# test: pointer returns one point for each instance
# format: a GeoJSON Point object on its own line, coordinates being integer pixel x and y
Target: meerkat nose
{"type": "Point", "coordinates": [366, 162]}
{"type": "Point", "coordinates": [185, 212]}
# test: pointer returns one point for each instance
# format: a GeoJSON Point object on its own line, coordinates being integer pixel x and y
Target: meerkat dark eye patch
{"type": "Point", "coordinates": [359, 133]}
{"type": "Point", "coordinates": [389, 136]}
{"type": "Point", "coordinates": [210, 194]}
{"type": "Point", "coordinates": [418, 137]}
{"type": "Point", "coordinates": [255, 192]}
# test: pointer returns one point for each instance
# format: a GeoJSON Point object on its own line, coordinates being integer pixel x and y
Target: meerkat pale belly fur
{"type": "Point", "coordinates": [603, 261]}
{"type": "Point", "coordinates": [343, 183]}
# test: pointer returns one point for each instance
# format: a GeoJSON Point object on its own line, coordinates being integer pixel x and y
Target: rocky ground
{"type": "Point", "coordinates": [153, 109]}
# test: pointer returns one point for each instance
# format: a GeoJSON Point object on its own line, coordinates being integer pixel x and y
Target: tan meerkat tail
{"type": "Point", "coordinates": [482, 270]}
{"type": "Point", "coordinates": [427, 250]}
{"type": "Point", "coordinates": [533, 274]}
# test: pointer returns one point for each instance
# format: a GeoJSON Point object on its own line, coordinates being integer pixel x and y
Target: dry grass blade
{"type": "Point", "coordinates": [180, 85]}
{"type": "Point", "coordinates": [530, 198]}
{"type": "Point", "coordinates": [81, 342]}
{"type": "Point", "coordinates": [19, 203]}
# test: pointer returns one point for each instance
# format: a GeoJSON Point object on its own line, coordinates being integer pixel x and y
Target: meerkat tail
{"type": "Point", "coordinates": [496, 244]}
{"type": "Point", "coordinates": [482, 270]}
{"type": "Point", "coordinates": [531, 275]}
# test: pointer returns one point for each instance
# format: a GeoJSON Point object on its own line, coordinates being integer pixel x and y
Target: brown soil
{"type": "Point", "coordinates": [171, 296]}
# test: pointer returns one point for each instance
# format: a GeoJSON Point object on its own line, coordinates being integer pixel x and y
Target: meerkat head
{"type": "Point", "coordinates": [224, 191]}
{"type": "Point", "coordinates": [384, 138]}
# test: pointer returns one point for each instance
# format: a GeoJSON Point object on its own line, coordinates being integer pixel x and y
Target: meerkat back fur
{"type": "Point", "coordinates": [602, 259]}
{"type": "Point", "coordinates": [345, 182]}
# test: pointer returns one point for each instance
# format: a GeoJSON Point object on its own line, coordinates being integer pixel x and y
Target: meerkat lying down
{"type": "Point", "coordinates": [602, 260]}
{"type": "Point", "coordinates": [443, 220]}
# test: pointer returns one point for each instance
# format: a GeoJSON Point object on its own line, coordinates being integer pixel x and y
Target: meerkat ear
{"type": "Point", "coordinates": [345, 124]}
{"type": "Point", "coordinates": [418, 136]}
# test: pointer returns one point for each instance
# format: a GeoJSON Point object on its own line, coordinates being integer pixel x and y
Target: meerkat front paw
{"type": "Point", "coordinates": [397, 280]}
---
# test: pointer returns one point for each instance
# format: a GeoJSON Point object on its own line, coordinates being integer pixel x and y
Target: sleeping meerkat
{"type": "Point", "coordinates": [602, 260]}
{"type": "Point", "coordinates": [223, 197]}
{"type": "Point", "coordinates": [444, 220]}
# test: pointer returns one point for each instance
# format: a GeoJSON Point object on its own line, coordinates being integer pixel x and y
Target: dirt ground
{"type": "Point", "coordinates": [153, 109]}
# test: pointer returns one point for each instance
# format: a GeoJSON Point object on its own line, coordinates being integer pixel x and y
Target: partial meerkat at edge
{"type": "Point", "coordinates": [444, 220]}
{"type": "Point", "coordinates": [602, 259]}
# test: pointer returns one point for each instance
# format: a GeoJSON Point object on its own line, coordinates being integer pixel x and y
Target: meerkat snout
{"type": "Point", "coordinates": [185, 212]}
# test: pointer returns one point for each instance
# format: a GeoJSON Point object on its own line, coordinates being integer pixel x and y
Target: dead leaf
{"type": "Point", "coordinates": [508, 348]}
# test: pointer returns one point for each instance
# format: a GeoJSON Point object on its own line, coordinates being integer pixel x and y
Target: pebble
==
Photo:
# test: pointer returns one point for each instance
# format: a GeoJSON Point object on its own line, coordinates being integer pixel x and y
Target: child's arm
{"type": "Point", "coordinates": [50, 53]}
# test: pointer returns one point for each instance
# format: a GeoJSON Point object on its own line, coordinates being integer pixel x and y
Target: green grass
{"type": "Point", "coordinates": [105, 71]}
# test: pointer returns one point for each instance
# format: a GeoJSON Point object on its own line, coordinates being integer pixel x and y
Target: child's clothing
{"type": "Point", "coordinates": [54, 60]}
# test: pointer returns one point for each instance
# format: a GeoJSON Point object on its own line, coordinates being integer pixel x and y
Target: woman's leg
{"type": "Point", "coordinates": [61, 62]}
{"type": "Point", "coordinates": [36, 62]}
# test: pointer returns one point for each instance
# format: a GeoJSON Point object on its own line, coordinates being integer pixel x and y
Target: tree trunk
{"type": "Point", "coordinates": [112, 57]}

■ WHAT IS EXPECTED:
From the data above, reproduce word for word the lines running from the line with "Target: meerkat snout" to the line with "Target: pebble", ends included.

■ ANSWER FOR THE TASK:
Target: meerkat snout
{"type": "Point", "coordinates": [185, 212]}
# test: pointer returns one point for each instance
# format: a GeoJSON Point object on its own line, coordinates being integer pixel x and y
Target: dead leaf
{"type": "Point", "coordinates": [508, 348]}
# test: pointer returns one point for each instance
# format: a GeoJSON Point object on its own line, coordinates being integer pixel x and y
Target: pebble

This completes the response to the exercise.